Recently, Ray has been building a map of his many lovers and he has been getting curious about the routes he can take to their houses.

The map can be represented by a directed graph of ~N~ vertices and ~M~ edges, but as his map of lovers is constantly changing, he also wants to perform ~Q~ queries on it. Each query is of one of two types:

• ? x: Output whether node ~x~ (His ~x^\text{th}~ lover) is currently reachable from node ~1~ (Ray's house).
• + x y: Add a directed edge from node ~x~ to node ~y~. Note that such an edge may already exist in the graph.

Ray tried to write a program to help him earlier, but he found that it was too slow. Can you help him do better?

Note: Special thanks to d for some extra test cases.

• [Requirement 1] Swap "lovers" for "friends" in the problem statement, and write out the passage that begins at the words "Recently, Ray has" and stops after "extra test cases.".
• [Requirement 2] Carry on the problem statement from its last line.
You won't need the listing.

• [Location identification items]
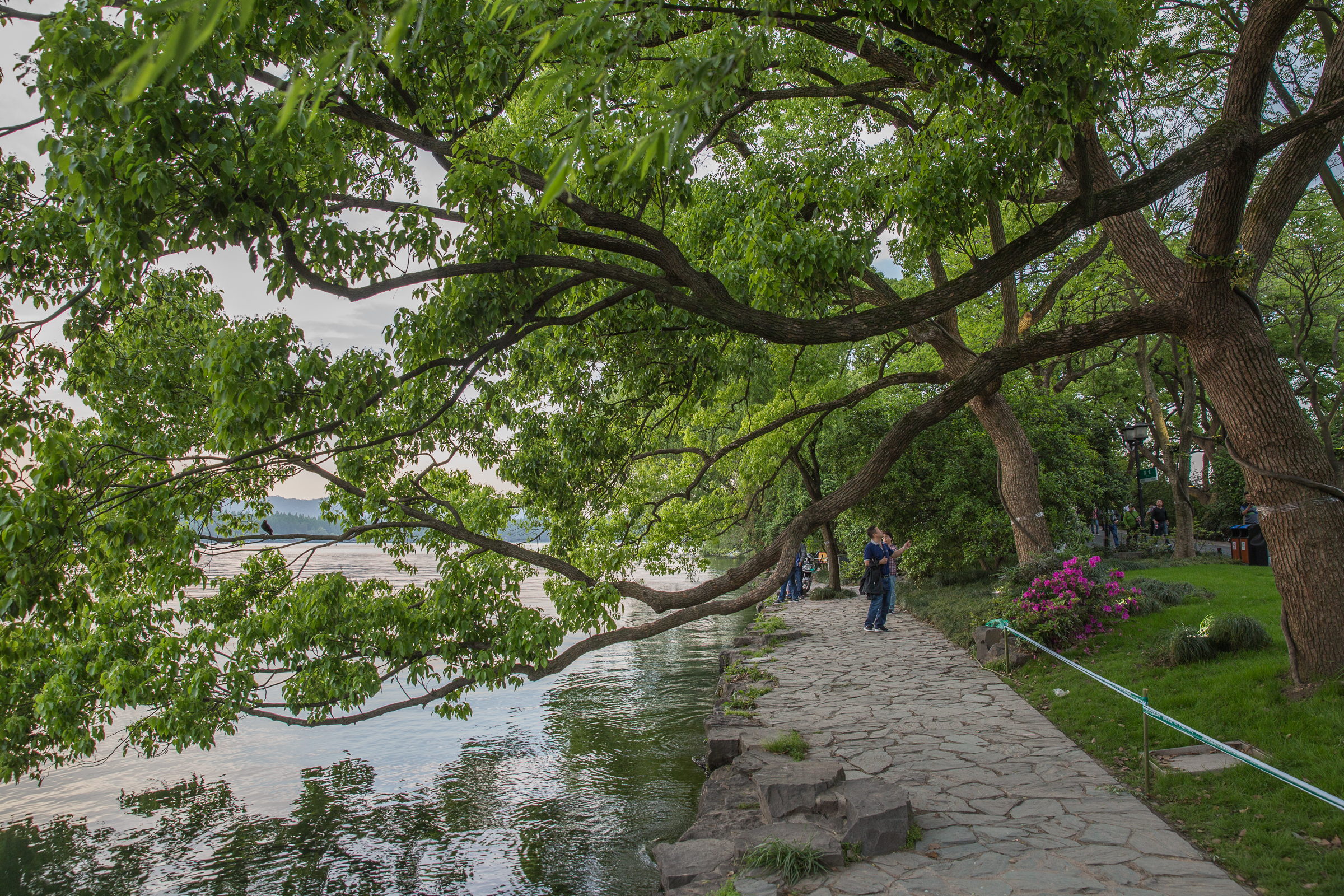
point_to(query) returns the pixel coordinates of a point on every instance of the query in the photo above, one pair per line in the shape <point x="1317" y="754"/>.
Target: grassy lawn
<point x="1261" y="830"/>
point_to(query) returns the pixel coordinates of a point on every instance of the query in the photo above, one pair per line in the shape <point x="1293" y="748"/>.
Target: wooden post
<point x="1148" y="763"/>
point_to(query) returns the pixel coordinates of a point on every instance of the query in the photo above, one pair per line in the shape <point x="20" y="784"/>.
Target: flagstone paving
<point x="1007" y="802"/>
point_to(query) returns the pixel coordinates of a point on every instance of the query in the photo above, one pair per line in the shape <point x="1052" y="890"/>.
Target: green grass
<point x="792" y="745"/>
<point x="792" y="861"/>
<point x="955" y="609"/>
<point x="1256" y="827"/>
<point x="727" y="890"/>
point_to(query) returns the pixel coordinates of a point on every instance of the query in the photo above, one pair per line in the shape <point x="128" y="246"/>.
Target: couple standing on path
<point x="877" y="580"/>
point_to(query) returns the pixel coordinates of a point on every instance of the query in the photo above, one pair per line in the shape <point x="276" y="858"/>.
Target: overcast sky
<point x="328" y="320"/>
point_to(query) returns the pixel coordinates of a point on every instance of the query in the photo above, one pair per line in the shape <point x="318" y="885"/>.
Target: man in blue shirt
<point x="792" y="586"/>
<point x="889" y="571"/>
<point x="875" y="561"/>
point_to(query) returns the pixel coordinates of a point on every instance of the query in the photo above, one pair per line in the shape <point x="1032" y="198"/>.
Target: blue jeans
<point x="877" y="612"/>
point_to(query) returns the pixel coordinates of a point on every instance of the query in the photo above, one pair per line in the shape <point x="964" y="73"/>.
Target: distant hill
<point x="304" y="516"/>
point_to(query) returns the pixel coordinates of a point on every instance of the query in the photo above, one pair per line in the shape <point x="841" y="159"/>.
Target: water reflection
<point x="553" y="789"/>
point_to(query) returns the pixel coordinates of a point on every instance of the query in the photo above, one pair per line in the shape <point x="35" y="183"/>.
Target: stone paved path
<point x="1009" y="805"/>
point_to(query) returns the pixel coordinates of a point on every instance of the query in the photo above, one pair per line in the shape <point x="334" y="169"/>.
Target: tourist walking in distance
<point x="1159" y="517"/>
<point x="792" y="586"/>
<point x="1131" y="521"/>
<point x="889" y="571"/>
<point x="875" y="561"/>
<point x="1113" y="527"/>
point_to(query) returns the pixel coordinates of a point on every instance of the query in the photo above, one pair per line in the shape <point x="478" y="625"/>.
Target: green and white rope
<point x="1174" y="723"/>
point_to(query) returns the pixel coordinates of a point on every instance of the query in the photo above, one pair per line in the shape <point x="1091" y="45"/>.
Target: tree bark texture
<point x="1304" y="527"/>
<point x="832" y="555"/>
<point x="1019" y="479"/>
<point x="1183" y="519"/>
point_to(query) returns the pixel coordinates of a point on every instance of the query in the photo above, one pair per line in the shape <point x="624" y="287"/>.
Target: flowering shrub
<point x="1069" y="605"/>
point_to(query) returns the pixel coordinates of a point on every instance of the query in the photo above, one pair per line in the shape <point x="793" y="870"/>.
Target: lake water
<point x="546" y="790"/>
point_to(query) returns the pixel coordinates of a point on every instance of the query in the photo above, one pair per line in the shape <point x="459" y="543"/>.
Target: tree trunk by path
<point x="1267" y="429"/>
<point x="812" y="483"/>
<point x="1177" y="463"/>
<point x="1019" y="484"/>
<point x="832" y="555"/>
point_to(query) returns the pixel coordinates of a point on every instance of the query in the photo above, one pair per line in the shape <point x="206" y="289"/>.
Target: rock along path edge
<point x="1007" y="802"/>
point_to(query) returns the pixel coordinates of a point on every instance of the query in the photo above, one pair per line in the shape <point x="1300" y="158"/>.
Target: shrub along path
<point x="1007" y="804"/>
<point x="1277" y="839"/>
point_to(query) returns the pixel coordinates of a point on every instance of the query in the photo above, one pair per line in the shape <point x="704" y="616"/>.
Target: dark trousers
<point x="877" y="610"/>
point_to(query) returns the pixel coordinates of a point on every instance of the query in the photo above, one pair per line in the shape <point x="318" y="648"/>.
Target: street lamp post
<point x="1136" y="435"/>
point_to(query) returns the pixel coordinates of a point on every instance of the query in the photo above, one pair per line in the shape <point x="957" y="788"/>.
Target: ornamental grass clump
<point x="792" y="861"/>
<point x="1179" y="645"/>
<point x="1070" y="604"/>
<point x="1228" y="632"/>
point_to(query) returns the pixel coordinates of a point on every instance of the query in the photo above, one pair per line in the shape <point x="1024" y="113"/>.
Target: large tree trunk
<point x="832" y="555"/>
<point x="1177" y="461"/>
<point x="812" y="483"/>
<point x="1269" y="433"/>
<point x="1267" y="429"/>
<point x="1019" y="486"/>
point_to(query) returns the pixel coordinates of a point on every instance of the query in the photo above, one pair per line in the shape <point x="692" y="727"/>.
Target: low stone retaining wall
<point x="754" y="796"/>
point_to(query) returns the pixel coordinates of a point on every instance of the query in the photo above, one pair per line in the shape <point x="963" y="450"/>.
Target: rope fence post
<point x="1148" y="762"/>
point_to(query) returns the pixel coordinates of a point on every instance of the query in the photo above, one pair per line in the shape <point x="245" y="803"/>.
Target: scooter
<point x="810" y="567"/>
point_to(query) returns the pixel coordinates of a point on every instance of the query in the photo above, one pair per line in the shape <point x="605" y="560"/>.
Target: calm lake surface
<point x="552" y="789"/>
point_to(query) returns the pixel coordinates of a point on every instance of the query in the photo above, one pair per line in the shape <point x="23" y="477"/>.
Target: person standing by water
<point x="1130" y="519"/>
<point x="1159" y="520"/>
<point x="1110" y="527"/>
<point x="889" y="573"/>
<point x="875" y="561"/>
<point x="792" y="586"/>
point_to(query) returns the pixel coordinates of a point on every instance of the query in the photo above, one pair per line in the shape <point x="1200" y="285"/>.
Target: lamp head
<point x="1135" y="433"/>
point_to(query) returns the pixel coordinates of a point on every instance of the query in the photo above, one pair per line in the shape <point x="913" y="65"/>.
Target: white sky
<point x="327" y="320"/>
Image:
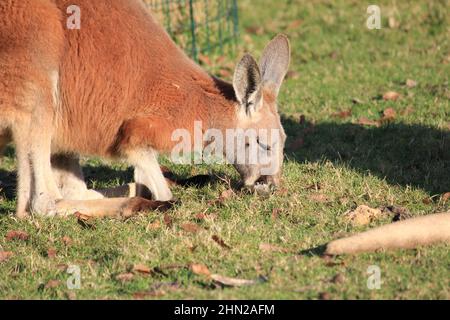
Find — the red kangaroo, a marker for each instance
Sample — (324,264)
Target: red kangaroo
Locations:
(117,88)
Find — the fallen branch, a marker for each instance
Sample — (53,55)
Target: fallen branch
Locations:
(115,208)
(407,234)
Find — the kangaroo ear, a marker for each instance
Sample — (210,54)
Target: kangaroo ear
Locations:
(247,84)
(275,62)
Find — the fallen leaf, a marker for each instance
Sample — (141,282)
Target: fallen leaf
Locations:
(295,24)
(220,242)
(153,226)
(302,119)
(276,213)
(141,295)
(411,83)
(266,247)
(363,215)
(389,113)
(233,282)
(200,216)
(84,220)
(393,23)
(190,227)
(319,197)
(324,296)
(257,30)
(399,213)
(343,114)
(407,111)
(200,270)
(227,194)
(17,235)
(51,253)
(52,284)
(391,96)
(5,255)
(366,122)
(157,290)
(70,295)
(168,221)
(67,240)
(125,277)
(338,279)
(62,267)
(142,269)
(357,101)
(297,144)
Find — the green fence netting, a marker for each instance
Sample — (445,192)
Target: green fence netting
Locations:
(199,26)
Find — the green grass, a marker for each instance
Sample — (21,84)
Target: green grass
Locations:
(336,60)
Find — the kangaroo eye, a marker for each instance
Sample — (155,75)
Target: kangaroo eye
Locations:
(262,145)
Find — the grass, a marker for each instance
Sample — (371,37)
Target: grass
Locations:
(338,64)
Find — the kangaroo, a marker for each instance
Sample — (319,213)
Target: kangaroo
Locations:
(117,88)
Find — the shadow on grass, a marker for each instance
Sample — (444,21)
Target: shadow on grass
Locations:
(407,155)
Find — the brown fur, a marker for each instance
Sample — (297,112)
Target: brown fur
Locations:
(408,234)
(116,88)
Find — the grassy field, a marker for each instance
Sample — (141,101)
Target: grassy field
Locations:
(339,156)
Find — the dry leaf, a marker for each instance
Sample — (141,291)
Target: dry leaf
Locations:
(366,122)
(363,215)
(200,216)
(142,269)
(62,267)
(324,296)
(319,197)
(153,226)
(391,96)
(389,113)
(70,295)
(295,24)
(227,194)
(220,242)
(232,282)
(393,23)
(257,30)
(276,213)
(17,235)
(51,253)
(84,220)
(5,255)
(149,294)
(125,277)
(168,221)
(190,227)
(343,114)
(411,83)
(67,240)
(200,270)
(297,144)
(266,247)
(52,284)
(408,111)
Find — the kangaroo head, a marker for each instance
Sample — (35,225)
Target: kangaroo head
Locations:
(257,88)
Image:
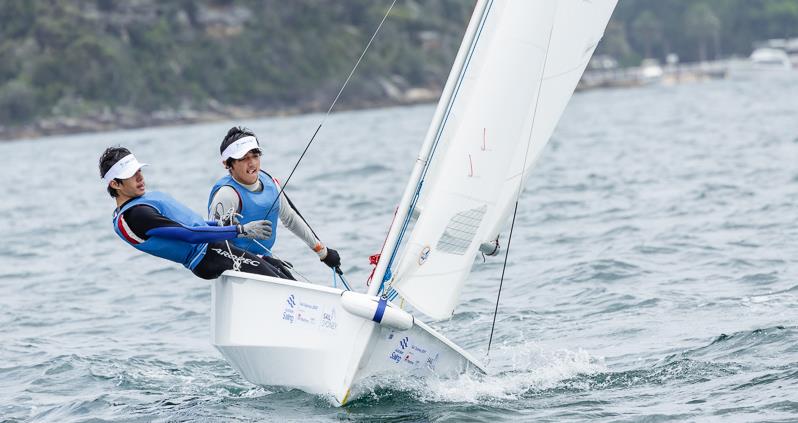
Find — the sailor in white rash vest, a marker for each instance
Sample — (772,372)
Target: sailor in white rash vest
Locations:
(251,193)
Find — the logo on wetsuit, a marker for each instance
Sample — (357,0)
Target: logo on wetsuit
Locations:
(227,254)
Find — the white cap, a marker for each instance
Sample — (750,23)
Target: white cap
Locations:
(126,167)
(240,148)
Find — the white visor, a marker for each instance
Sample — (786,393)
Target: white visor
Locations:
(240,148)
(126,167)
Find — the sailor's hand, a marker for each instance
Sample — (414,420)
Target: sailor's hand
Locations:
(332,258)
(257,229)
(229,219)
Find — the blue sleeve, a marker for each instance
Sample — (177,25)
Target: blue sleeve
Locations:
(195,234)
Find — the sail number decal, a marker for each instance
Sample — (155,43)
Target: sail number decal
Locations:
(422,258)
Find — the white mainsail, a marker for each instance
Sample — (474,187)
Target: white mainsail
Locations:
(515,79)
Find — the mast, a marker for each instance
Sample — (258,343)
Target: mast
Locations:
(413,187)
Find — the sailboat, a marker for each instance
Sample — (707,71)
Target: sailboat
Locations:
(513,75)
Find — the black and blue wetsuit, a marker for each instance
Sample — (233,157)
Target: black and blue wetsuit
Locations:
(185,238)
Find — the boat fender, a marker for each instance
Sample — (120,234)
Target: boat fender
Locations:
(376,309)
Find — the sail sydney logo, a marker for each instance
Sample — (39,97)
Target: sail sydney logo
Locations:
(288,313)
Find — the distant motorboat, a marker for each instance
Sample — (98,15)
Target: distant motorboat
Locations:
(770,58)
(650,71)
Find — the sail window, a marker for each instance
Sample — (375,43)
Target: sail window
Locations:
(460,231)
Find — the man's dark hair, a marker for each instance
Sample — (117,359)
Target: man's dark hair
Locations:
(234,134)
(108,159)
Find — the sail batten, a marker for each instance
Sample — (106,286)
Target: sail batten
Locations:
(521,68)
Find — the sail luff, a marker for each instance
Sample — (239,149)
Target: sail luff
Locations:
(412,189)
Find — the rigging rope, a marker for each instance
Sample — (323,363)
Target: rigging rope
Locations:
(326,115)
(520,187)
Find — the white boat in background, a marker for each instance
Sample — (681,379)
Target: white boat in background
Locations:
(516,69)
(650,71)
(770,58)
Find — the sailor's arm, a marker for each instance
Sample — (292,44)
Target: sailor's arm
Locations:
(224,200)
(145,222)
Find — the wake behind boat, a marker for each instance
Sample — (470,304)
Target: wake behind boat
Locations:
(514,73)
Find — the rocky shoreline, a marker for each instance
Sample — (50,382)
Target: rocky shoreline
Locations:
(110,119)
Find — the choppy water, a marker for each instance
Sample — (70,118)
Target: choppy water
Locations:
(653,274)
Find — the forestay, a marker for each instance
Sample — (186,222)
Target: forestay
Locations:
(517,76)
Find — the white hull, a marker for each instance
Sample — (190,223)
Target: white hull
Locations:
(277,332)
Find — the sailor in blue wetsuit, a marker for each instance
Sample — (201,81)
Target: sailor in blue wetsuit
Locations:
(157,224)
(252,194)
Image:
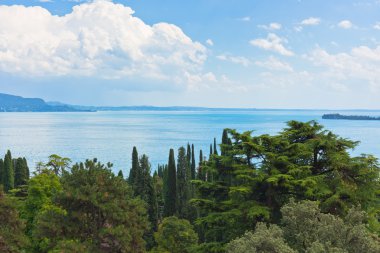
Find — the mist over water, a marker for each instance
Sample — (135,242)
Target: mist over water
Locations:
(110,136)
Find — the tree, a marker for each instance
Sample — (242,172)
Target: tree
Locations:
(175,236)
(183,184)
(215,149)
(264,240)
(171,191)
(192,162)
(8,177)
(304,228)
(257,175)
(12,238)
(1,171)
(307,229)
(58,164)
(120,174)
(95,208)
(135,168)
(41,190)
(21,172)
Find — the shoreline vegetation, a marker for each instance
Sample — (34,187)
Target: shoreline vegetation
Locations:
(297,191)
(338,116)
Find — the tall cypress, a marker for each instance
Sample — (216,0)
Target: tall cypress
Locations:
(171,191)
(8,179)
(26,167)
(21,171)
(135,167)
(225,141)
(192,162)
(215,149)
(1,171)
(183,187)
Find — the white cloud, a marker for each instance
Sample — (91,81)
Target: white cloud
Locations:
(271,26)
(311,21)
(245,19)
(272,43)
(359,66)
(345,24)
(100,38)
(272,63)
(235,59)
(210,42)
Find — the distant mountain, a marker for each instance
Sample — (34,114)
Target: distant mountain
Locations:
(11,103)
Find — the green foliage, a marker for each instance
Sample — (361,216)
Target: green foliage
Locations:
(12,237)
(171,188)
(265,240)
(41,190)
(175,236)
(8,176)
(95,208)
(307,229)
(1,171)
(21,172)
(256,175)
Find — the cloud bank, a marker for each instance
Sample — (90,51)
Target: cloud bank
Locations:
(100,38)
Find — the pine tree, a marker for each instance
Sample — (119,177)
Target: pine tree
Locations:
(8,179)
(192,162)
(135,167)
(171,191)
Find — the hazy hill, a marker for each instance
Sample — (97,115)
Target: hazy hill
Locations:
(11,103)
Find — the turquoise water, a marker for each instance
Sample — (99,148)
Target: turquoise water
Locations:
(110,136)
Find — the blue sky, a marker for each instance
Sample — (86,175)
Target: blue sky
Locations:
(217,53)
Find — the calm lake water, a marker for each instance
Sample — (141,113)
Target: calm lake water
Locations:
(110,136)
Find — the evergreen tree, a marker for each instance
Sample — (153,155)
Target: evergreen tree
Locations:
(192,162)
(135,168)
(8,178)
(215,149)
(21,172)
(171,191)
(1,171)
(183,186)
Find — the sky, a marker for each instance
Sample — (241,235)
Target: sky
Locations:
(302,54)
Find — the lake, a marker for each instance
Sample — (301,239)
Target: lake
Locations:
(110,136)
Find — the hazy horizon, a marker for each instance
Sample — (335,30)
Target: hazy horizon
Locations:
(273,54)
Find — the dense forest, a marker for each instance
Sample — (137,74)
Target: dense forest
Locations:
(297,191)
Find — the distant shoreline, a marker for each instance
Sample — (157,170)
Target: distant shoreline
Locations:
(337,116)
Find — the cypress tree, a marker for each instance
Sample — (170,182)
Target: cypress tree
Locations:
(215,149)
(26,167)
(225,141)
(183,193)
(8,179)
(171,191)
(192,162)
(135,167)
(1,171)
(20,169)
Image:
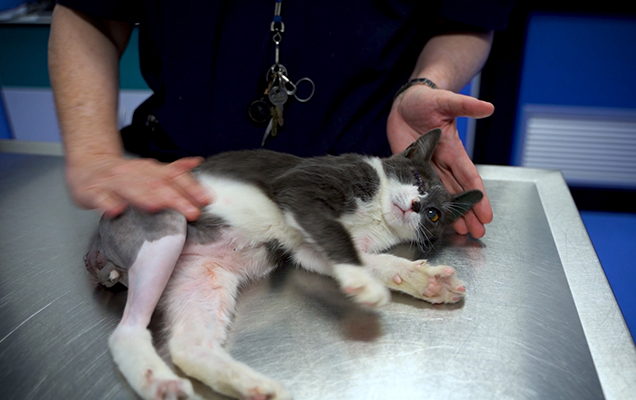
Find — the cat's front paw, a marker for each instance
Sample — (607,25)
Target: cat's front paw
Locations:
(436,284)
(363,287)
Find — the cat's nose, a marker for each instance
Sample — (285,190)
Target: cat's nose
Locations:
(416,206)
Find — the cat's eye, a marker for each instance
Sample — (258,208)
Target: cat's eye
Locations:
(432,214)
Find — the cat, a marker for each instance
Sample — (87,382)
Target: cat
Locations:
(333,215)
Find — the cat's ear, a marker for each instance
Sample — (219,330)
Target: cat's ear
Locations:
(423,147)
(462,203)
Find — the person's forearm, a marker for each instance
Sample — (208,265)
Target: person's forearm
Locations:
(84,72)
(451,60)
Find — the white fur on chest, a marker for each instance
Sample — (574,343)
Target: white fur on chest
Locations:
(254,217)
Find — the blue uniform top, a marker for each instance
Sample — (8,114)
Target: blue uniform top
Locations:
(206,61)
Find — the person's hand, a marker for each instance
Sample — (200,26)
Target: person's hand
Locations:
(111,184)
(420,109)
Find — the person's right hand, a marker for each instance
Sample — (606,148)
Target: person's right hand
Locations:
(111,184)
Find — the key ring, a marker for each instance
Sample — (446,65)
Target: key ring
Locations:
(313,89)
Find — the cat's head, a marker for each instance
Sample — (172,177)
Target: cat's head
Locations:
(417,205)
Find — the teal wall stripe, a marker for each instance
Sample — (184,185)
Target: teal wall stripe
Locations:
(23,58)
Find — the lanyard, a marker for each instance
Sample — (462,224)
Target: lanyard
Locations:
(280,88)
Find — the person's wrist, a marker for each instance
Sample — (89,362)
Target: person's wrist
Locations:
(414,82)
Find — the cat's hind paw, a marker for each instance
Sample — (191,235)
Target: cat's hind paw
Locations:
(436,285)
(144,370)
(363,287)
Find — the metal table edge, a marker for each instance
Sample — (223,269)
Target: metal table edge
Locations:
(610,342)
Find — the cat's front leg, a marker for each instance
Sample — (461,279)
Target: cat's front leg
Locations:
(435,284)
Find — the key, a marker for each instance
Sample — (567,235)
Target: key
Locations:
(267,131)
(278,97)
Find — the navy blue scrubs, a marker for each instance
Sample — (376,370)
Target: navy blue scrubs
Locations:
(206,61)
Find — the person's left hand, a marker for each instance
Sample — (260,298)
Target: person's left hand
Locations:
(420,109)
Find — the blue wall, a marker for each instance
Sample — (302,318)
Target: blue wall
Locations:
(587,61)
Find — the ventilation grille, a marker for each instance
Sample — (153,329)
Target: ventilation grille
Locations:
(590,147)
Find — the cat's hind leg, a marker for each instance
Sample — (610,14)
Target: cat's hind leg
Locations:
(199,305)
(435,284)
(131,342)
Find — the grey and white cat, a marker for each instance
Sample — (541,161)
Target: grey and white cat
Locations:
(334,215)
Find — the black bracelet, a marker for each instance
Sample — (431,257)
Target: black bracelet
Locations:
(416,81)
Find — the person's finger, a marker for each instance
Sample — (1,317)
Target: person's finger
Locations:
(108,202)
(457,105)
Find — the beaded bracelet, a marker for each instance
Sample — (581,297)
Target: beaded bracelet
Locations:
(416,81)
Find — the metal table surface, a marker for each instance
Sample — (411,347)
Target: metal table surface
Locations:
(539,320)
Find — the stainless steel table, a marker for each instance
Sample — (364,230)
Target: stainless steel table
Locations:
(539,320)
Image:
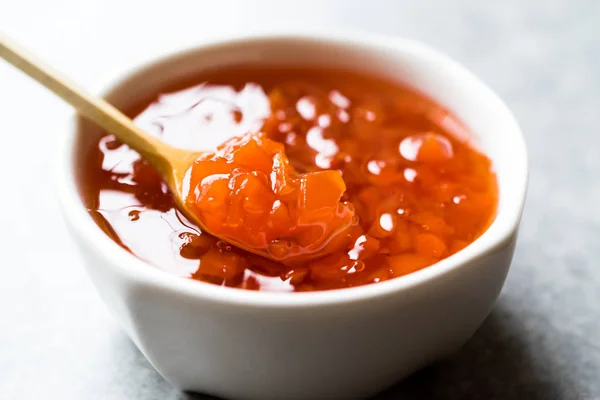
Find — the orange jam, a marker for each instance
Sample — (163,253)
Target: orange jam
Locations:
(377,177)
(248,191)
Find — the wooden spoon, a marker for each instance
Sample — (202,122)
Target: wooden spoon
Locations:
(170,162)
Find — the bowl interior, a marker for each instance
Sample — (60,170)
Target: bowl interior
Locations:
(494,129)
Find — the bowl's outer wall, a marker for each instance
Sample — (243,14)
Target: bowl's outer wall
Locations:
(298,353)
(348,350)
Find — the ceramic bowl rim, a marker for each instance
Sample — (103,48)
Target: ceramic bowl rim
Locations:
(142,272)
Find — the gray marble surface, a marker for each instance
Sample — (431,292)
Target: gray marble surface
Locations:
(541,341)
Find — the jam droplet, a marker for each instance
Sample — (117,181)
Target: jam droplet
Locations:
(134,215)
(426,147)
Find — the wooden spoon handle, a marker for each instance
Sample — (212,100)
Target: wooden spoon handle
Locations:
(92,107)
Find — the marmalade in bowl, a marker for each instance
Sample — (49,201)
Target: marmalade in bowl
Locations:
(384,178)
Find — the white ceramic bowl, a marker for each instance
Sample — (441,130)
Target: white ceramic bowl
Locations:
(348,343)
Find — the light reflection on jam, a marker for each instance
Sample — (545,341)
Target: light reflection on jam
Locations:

• [Written reply 1]
Recently, Ray has been building a map of his many friends and he has been getting curious about the routes he can take to their houses.

The map can be represented by a directed graph of ~N~ vertices and ~M~ edges, but as his map of friends is constantly changing, he also wants to perform ~Q~ queries on it. Each query is of one of two types:

• ? x: Output whether node ~x~ (His ~x^\text{th}~ lover) is currently reachable from node ~1~ (Ray's house).
• + x y: Add a directed edge from node ~x~ to node ~y~. Note that such an edge may already exist in the graph.

Ray tried to write a program to help him earlier, but he found that it was too slow. Can you help him do better?

Note: Special thanks to d for some extra test cases.

• [Written reply 2]
Constraints

~1 \le x, y \le N \le 4 \times 10^5~

~0 \le M, Q \le 4 \times 10^5~

Subtask 1 [15%]

There are no queries of type + x y.

Subtask 2 [85%]

No additional constraints.

Input Specification

The first line contains the integers ~N, M, Q~.

The next ~M~ lines each contain the integers a b, representing a directed edge from node ~a~ to ~b~ in the initial graph.

The last ~Q~ lines each contain a query of one of the above described types.

Output Specification

For each query of the ? type, output YES if node ~x~ is reachable and NO if not.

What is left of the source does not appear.